Task instructions:
Your task is to copy every record exactly.

──────── Data records

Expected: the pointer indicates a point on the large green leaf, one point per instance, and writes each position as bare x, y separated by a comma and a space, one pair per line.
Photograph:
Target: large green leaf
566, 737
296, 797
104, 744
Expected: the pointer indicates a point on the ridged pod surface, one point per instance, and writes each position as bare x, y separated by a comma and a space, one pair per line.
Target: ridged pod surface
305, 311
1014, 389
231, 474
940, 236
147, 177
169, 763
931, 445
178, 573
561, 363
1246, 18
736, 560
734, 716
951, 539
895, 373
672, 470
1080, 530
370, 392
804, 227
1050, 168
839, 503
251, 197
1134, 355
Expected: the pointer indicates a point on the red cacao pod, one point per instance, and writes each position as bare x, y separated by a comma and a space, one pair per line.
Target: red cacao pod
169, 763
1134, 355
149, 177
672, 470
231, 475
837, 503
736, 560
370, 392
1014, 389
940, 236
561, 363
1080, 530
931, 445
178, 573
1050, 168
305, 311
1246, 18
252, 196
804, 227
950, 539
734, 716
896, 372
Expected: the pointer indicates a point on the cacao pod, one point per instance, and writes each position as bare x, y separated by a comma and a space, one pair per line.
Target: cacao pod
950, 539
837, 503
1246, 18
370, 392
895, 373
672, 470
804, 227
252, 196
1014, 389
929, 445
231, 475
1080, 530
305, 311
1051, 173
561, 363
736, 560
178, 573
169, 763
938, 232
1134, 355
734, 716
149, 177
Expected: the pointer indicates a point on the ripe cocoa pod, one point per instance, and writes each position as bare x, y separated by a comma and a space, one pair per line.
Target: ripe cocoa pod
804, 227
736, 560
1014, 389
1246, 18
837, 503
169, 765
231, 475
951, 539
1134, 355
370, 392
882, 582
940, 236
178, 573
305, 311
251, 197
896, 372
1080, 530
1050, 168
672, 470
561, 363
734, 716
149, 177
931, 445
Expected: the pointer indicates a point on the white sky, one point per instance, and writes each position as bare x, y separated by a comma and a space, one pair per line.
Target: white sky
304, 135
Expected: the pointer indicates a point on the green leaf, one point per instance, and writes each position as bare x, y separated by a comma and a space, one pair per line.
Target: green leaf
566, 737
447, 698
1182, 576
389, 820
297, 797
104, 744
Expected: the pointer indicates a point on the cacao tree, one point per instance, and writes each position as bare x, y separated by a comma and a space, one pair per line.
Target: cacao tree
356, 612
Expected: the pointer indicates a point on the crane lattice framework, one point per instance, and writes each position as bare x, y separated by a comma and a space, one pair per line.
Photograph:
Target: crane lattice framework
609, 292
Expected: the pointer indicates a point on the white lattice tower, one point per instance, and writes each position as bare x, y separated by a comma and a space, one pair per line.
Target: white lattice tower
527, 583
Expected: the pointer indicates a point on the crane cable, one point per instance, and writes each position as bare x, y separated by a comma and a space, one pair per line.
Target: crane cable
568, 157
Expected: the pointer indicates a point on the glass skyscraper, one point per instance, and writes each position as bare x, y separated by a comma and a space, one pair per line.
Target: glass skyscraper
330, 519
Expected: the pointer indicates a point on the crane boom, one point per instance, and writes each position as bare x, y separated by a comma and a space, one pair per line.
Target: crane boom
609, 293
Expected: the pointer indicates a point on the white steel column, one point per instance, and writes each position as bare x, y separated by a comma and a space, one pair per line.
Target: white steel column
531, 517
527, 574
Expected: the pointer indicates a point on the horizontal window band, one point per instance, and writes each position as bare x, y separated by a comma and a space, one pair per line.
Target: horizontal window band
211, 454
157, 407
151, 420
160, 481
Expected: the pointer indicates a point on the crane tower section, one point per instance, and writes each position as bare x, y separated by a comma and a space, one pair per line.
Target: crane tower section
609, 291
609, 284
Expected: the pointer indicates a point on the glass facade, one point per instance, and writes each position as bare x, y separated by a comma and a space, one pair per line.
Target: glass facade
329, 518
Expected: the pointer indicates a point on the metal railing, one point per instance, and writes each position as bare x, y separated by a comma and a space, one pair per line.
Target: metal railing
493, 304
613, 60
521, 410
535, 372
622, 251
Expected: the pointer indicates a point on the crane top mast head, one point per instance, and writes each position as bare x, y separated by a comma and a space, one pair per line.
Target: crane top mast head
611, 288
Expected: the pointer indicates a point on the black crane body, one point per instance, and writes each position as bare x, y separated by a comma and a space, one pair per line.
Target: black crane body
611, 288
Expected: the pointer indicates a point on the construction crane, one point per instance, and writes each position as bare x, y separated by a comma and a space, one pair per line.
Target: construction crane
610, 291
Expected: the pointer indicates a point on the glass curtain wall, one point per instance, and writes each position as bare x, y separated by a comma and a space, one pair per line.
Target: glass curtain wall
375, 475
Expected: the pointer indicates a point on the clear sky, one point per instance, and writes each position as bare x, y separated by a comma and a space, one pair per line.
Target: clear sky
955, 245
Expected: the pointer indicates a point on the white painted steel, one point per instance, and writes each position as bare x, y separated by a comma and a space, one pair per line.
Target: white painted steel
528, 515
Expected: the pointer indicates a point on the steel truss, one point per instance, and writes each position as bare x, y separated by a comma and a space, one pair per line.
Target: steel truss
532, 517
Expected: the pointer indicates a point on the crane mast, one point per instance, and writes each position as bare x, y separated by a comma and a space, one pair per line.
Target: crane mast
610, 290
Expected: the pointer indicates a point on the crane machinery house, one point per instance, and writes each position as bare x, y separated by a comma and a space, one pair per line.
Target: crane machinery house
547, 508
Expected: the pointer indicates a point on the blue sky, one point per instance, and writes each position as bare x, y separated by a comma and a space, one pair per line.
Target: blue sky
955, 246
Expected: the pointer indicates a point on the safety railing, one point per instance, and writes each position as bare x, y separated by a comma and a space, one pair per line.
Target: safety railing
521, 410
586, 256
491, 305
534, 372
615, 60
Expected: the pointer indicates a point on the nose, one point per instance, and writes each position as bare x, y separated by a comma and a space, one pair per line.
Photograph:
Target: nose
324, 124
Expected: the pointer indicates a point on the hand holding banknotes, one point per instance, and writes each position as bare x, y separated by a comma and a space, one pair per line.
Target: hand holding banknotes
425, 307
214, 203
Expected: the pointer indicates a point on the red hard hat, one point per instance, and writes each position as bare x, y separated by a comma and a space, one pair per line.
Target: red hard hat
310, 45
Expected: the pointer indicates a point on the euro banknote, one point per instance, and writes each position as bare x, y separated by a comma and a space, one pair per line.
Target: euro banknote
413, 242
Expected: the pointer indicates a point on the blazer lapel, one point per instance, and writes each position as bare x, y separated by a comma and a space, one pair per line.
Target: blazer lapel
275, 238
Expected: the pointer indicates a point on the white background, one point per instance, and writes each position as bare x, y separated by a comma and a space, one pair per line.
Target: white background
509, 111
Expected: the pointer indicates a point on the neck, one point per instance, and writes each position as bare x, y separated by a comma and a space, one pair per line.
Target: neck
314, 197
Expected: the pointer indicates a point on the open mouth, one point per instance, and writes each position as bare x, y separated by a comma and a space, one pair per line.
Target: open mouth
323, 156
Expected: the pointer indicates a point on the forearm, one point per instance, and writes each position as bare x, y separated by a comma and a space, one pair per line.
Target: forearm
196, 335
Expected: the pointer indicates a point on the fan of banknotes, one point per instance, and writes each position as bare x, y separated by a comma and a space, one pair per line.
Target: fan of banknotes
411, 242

────────────────

Full solution:
Expected: the pointer indicates a point on the large green leaf, one point per instance, and writes each position as bare x, y separated by a comma and a space, one pair per line.
Photograph:
Target: large green leaf
566, 737
296, 797
104, 744
Expected: the pointer indicates a point on the ridged pod surface, one point per instance, and writes each position as bare x, y separated by a comma and a space, one pair per line.
Target: ridged pod surface
305, 311
1014, 389
231, 474
940, 236
147, 177
169, 763
931, 445
178, 573
561, 363
1246, 18
736, 560
734, 716
951, 539
895, 373
672, 470
1080, 530
370, 392
804, 227
1050, 168
839, 503
251, 197
1134, 355
Expected: the pointer indicates a point on the red cacao pod, one point per instance, and writes each position as bare x, y separated by a comma and a space, one pair per line.
Target: red cacao pod
169, 763
1134, 355
149, 177
672, 470
231, 475
837, 503
736, 560
370, 392
1014, 389
940, 236
561, 363
1080, 530
931, 445
178, 573
1050, 168
305, 311
1246, 18
252, 196
804, 227
950, 539
734, 716
896, 372
Expected: the pointer indicates a point on the cacao pod, one point per instance, and writes each position as bare x, y separated by a comma and a space, one pair per line.
Target: cacao pod
950, 539
837, 503
1246, 18
370, 392
895, 373
672, 470
804, 227
252, 196
1014, 389
929, 445
231, 475
1080, 530
305, 311
1051, 173
561, 363
736, 560
178, 573
169, 763
938, 232
1134, 355
734, 716
149, 177
Expected: the pointer indicates a point on the ripe cocoa pod, one point per instance, and writes each position as bare x, y separated by a comma and a space, one pair per line.
Target: ripe cocoa pod
804, 227
736, 560
1014, 389
1246, 18
837, 503
169, 765
231, 475
951, 539
1134, 355
370, 392
882, 582
940, 236
178, 573
305, 311
251, 197
896, 372
1080, 530
1050, 168
672, 470
561, 363
734, 716
149, 177
931, 445
Expected: the pointer indicates a point on the white sky, one point per instance, and writes each position as bare x, y separated by a comma and a space, one pair per line.
Target: white sky
304, 135
Expected: the pointer indicates a point on the green leaf, one point per instance, and writes each position as bare x, y separated by a comma and a space, one pair per line.
Target: green leaf
566, 737
447, 698
1182, 576
389, 820
297, 797
104, 744
Expected: the pointer indicates a point on the cacao tree, one point per instance, and writes each position as bare x, y separated by a comma and a space, one pair per line.
Target: cacao tree
356, 612
Expected: the pointer indicates a point on the crane lattice framework, one point per instance, and writes each position as bare x, y separated by a comma and a space, one pair per line.
Photograph:
Target: crane lattice framework
609, 292
Expected: the pointer indicates a point on the white lattice tower, one point per instance, and writes each position as bare x, y separated by a comma and a space, one pair per line.
Target: white lattice tower
527, 583
Expected: the pointer indicates a point on the crane cable, one point per instance, and writes each position as bare x, y separated by a comma and a space, one pair per line.
Target: crane cable
568, 157
Expected: the pointer indicates a point on the glass skyscraper, one point per instance, and writes each position as bare x, y separated by a comma and a space, one pair per line.
Target: glass skyscraper
330, 519
Expected: the pointer indicates a point on the crane boom, one point per instance, and writes each position as bare x, y separated by a comma and a space, one pair per line.
Target: crane boom
609, 293
Expected: the pointer indicates a point on the white steel column, one point per instance, and writes each position as bare x, y separated by a comma and a space, one pair per line.
Target: white steel column
531, 517
527, 574
Expected: the pointer indicates a point on the horizontal window band, one point per instance, and writes each position as bare x, y separated by a comma and a space, one pair per line.
Target: horizontal window band
211, 454
157, 407
151, 420
160, 481
Expected: the pointer indicates a point on the crane tower section, one point per instance, and writes each position as bare x, y separated by a comma and a space, one pair per line.
Target: crane tower section
609, 291
609, 284
Expected: the pointer indicates a point on the glass facade, one point per instance, and writes each position as bare x, y separated by a comma and a space, one pair per line.
Target: glass facade
329, 518
Expected: the pointer indicates a point on the metal railing, one point per instance, and writes each position as bare x, y separated by a comma and a space, one pair per line.
Target: metal railing
493, 304
613, 60
521, 410
535, 372
622, 251
Expected: the pointer indicates a point on the crane top mast head, one point per instance, and writes each position as bare x, y separated by a comma and a space, one pair per line.
Target: crane top mast head
611, 288
Expected: the pointer indicates a point on the black crane body, one point per instance, and writes each position as bare x, y separated by a comma and a space, one pair per line.
Target: black crane body
611, 288
Expected: the pointer indicates a point on the construction crane, one point per instance, and writes each position as bare x, y separated by a comma and a space, one pair per line.
Target: construction crane
610, 291
Expected: the pointer indicates a point on the glass curtain wall, one point per instance, and writes each position as bare x, y separated by a comma and a space, one pair per line.
Target: glass curtain wall
375, 475
Expected: the pointer indicates a point on the clear sky, one point per instance, and writes each position as bare x, y separated by a comma and a space, one pair per line.
Target: clear sky
955, 245
Expected: the pointer indicates a point on the white painted steel, one point per instance, and writes each position as bare x, y separated by a comma and a space, one pair per line.
Target: white painted steel
528, 515
Expected: the pointer indicates a point on the steel truss, one point per instance, and writes each position as bare x, y separated by a comma and a space, one pair per line.
Target: steel truss
532, 517
Expected: the pointer indicates a point on the crane mast, one point per instance, and writes each position as bare x, y separated by a comma and a space, one pair per line.
Target: crane mast
610, 290
Expected: the pointer indicates a point on the crane machinery house, one point per instance, and writes each position as bare x, y separated by a comma and a space, one pair per line.
Target: crane machinery house
547, 508
Expected: the pointer indicates a point on the blue sky, one point per instance, and writes each position as bare x, y separated by a comma and a space, one pair per line.
Target: blue sky
955, 246
Expected: the pointer indicates a point on the safety railing, one point per instance, and writes each position as bare x, y separated by a comma and a space, one pair per line.
Target: safety railing
521, 410
586, 256
491, 305
534, 372
615, 60
Expected: the pointer indicates a point on the nose, one point per instance, and writes each position as bare x, y separated by a comma and a space, one pair per line.
Photograph:
Target: nose
324, 124
Expected: the pointer indicates a point on the hand holding banknotes, one point per instance, and writes each position as bare x, y separated by a comma and a space, one pair per line.
Target: hand holding banknotes
425, 307
214, 203
Expected: the pointer indicates a point on the red hard hat, one point per instance, and writes each position as bare x, y separated by a comma and a space, one pair per line.
Target: red hard hat
310, 45
Expected: the pointer indicates a point on the euro banknote, one point per instance, and writes each position as bare x, y separated by a comma and a space, one pair per line.
Target: euro banknote
413, 242
Expected: the pointer indicates a point on the blazer lapel, one point per instance, and writes each position as bare x, y separated by a comma and a space, one pair per line.
Target: blazer lapel
275, 238
Expected: the pointer indicates a point on the white background, one point per instance, and writes each position as bare x, y separated by a comma and a space, one pair per line.
Target: white background
509, 111
Expected: the pointer indicates a point on the neck, one point per instance, and writes each position as bare x, y separated by a comma and a space, one pair per line.
Target: neck
314, 197
Expected: the pointer indicates a point on the open mouth, one point per instance, and writes each position as bare x, y separated by a comma and a space, one pair per line.
Target: open mouth
323, 156
Expected: the pointer indicates a point on the forearm, one point per instance, and writes each position as bare x, y separated by a comma and a space, one pair per line.
Target: forearm
196, 335
Expected: the pointer indicates a point on the fan of banknotes, one point per instance, and writes each position as bare x, y separated by a comma and a space, one pair per line.
Target: fan of banknotes
411, 242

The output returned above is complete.